> WHAT IS NEEDED:
Write out the entries, please, from the line containing "on the black" through their final line, exactly and with nothing else.

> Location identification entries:
○ ○ ○ ○

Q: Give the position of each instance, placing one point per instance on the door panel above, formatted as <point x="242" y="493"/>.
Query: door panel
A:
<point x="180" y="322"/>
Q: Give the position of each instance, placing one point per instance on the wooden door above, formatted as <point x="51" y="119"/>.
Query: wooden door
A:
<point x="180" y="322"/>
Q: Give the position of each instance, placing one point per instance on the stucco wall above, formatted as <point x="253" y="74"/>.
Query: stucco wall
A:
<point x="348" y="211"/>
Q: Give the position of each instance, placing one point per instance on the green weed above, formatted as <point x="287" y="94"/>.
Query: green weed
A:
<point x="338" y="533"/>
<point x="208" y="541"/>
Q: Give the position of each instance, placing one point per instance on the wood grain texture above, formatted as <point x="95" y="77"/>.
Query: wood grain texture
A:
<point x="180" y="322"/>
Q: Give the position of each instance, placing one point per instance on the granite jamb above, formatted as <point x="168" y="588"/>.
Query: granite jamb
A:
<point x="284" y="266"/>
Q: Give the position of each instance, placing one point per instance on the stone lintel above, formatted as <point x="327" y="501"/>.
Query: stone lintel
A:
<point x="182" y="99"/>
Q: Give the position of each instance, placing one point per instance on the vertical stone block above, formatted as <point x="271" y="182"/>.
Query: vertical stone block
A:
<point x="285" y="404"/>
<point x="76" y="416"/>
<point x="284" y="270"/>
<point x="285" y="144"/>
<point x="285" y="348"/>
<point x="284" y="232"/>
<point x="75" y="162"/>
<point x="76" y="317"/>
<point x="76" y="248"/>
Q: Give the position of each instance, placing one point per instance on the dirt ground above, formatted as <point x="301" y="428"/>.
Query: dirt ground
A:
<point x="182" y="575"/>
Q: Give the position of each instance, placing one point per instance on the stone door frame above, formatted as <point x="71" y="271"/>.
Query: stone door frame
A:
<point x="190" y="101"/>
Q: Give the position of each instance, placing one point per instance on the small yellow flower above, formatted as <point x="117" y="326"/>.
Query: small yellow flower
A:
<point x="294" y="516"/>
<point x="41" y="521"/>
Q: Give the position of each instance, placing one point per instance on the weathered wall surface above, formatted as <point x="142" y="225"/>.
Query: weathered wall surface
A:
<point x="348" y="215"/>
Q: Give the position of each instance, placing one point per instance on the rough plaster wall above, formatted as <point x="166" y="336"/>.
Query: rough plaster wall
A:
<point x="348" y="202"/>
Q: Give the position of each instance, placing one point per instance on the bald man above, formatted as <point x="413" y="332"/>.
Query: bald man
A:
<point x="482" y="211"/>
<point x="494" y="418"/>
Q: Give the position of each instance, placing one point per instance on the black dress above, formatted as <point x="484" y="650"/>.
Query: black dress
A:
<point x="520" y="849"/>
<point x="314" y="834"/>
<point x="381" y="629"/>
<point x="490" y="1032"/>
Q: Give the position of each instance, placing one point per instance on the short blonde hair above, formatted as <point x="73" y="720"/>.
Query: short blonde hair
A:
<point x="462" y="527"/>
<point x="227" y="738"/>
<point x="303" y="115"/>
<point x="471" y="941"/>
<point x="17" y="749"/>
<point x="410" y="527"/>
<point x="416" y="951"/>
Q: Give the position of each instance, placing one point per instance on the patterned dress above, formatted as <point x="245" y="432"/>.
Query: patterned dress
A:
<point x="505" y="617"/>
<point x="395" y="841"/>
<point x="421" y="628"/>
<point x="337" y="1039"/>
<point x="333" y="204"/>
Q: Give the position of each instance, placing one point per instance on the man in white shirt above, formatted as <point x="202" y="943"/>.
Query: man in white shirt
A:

○ ○ ○ ○

> EXERCISE ANSWER:
Q: Give the position of each instance, placing one point per instance on the black dress above, formatted as <point x="484" y="650"/>.
Query: black dress
A:
<point x="520" y="849"/>
<point x="314" y="834"/>
<point x="381" y="629"/>
<point x="490" y="1032"/>
Q: Give the position of each instance, placing one point per instance on the short blonde hair above, formatted as <point x="73" y="720"/>.
Query: short blonde hair
A:
<point x="462" y="527"/>
<point x="227" y="738"/>
<point x="303" y="115"/>
<point x="471" y="941"/>
<point x="17" y="749"/>
<point x="410" y="527"/>
<point x="416" y="951"/>
Q: Give the position of each instance, placing one point per instance on the patterned dress above, formatted as <point x="245" y="432"/>.
Query: patterned dress
A:
<point x="505" y="617"/>
<point x="395" y="841"/>
<point x="421" y="628"/>
<point x="337" y="1039"/>
<point x="333" y="204"/>
Q: Give the position of each instance, placing one point per instance on the man in white shirt above, formatted as <point x="202" y="943"/>.
Query: man in white shirt
A:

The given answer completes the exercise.